There’s a specific kind of silence that drifts over a Wharram just before the cool change of season.

It’s not just the temperature of the air or water—those are easy enough to identify. I find a silence that’s… something else, something subtle. It’s a pause. A breath. A moment where the world seems to lean in, as if it’s waiting for whatever comes next.
I’ve lived aboard for nearly two years now. What’s become apparent is the recognition of change. In the same way you recognize the creaks of the hulls or the gentle rumble of the kettle coming to a boil. I feel the world shifting, and my little floating life is about to shift with it.
The thing about seasons is that they don’t just happen outside of you. They happen within you. And living on a Wharram—a boat that invites a deep kind of intimacy with weather, time, and the many moods of our aquatic world —you feel these shifts in more ways than one.
The First Signs Arrive Quietly
It’s rarely the big, dramatic signs that tell you the season is turning. The signs arrive in very subtle ways.
For example when summer is approaching its end.

One morning, you wake up and realize the deck feels cooler under your bare feet. Not cold. Not even chilly. Just… cooler. The morning sun doesn’t arrive with the intense heat of mid summer anymore. The daily arrival point of “it’s too damned hot” happens a little later each week.
It also begins to show at sunset. No longer is the last couple of daylight hours filled with the intense blowtorch heat from both the sun and its reflection from the water. You can now sit, in the shade, without sweating like a dripping sponge.
The world is changing.
So are you.
Living Close to the Vagaries of the Season
For me, living on a Wharram means living at the mercy—and delight—of the small details of the natural world. There’s no central heating . No thick insulation slowing the transfer of heat.
A Wharram is an honest boat. Admirably so.
When the season shifts, the boat tells you long before your calendar does.
The lashings seem to change their tension depending on humidity, allowing the beams to sometimes creak in their sockets when the boat gets rocked by waves. The morning air slips over the bows with a different character you can’t hide from. I’m exposed to it just from making my morning coffee, it’s in the other hull with an open deck in between.
And you become an involuntary weather-watcher.
Most people have to step outside to feel the season. You simply wake up and feel it immediately—in the boards under you, the air inside the cabin, the way your pillow holds warmth or releases it instantly.
There is nowhere to hide from seasonal change aboard a Wharram.

But that is precisely what makes it beautiful.
Seasonal Shifts Bring Inner Shifts
The funny thing about the changing season is that it always seems to come hand-in-hand with a quiet internal rearranging. Every new season invites a different version of you to step forward.

- DATA PROVIDED -
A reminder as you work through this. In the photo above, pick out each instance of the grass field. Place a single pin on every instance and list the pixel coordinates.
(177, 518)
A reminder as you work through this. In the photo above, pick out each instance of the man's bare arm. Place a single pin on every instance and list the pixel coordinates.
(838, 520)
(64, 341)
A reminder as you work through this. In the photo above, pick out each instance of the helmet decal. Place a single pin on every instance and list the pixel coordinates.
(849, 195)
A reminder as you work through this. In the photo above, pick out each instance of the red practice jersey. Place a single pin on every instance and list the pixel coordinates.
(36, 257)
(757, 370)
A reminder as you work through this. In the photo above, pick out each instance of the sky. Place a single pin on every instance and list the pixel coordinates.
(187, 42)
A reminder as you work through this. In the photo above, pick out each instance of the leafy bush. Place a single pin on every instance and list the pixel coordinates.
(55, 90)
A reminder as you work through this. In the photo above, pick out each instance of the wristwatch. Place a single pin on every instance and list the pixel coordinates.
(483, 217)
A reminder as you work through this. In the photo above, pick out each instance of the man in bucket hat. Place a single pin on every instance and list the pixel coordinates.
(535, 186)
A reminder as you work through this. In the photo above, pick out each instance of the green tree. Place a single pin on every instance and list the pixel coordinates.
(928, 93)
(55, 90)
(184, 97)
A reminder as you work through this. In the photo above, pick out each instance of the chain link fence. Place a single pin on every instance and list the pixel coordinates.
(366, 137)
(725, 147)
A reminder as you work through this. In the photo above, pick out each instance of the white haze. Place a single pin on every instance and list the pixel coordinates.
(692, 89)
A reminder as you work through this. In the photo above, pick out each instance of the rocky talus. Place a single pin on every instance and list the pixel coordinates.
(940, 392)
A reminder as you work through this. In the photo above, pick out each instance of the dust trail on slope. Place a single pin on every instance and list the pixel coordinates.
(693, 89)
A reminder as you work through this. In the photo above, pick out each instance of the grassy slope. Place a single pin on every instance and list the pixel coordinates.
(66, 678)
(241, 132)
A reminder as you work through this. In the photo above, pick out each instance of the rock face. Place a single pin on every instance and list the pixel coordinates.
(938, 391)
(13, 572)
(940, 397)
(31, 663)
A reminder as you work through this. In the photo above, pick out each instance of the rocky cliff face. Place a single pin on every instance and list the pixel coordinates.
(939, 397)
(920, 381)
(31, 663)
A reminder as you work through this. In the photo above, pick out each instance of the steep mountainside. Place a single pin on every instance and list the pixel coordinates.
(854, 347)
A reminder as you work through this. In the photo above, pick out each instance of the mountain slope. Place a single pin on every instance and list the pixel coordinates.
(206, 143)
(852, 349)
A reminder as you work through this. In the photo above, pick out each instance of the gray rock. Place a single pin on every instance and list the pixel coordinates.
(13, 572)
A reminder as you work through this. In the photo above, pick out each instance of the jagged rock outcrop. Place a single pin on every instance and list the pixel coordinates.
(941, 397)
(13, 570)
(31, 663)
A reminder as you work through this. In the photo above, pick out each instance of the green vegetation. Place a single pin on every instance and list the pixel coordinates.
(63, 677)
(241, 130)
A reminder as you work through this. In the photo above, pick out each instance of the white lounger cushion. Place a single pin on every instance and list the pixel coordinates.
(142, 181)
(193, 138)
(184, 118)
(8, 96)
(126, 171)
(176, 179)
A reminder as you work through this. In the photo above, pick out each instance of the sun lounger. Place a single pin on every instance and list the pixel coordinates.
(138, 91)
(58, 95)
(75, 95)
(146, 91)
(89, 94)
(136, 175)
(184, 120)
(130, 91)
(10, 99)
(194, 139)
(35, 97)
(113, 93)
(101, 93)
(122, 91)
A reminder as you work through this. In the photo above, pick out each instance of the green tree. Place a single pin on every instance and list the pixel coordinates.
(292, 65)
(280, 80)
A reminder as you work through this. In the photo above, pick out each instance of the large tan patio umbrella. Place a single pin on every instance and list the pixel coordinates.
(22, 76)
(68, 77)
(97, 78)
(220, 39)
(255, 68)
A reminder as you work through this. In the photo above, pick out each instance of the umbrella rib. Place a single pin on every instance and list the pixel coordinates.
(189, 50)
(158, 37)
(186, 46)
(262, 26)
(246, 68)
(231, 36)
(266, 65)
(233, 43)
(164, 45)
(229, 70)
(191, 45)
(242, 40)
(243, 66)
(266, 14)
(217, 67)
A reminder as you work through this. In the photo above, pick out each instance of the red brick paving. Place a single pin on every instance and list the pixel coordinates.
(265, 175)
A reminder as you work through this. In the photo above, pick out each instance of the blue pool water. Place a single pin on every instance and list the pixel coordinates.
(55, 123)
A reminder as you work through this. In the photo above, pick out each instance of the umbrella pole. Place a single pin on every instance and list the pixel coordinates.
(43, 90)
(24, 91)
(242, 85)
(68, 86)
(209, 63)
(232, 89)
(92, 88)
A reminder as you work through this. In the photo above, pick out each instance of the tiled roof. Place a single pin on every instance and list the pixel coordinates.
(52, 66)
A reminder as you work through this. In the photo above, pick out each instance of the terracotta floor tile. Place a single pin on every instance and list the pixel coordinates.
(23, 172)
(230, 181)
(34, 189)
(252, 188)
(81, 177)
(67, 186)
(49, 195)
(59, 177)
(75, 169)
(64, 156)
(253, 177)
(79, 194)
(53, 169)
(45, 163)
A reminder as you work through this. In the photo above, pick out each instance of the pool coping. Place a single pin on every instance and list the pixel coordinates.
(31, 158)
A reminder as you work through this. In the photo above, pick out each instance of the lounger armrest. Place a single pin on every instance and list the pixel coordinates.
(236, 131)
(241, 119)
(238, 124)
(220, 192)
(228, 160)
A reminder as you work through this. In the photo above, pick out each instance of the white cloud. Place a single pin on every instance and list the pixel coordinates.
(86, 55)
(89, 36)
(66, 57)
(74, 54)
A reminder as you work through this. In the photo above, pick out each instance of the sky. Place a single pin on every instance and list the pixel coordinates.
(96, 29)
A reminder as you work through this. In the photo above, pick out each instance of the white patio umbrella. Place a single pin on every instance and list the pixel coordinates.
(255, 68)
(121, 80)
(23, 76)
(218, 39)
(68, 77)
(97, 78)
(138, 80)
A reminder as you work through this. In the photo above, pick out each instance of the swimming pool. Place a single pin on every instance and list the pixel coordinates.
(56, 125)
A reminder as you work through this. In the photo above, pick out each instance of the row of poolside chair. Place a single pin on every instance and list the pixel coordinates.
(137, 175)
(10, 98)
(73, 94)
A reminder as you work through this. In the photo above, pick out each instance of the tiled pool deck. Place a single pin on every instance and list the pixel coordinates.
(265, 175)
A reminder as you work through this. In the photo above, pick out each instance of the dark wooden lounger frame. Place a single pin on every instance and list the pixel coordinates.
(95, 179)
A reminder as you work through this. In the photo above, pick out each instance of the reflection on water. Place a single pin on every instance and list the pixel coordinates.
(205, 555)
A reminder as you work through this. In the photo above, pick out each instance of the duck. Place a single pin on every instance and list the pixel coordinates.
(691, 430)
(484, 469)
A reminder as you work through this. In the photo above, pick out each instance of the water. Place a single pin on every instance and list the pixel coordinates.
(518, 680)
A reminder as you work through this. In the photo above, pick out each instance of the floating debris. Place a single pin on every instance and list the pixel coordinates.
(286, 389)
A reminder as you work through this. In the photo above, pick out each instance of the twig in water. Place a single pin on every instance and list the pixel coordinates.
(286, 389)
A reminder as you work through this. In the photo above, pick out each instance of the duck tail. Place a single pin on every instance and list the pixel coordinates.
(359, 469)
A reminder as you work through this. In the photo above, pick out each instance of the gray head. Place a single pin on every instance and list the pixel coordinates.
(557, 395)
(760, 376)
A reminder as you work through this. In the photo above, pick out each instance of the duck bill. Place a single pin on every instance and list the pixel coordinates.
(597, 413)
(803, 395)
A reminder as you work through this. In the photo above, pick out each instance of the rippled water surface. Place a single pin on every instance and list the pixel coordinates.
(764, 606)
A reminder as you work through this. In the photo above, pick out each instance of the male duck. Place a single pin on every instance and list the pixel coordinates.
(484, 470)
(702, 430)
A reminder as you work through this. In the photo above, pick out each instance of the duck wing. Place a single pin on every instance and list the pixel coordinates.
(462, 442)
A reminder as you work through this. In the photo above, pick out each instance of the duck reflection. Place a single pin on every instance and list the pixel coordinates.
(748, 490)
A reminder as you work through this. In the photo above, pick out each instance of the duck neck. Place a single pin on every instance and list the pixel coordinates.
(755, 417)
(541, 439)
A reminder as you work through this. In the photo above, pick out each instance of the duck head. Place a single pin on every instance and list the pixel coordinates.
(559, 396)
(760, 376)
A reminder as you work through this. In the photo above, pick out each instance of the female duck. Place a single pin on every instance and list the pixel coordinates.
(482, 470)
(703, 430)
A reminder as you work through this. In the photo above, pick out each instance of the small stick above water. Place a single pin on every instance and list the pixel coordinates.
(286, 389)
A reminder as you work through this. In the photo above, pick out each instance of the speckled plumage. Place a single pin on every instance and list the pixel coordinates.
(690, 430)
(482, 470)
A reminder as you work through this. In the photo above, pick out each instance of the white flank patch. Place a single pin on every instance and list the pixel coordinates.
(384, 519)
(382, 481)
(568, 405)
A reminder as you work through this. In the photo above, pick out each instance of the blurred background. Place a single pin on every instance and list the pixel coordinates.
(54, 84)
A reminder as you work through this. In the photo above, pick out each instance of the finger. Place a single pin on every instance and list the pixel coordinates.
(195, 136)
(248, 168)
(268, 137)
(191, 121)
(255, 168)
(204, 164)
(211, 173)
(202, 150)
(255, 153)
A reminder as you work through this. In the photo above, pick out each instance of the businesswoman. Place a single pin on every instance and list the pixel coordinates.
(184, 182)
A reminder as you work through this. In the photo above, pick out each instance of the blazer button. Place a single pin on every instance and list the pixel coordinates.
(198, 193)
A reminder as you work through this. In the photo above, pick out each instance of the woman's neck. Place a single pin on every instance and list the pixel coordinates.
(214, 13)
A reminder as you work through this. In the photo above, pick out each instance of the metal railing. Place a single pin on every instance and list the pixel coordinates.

- SET OF TASKS -
A: Can you rewrite the Wharram essay from "So are you." to "an involuntary weather-watcher.", swapping out "coffee" for "tea"?
B: Could you pull out every row that contains the string "neck"? Case counts.
The rows have nothing to do with the Wharram essay.

- RESPONSES BY TASK -
A:
So are you.
Living Close to the Vagaries of the Season
For me, living on a Wharram means living at the mercy—and delight—of the small details of the natural world. There’s no central heating . No thick insulation slowing the transfer of heat.
A Wharram is an honest boat. Admirably so.
When the season shifts, the boat tells you long before your calendar does.
The lashings seem to change their tension depending on humidity, allowing the beams to sometimes creak in their sockets when the boat gets rocked by waves. The morning air slips over the bows with a different character you can’t hide from. I’m exposed to it just from making my morning tea, it’s in the other hull with an open deck in between.
And you become an involuntary weather-watcher.

B:
A reminder as you work through this. In the photo above, pick out each instance of the duck neck. Place a single pin on every instance and list the pixel coordinates.
A reminder as you work through this. In the photo above, pick out each instance of the woman's neck. Place a single pin on every instance and list the pixel coordinates.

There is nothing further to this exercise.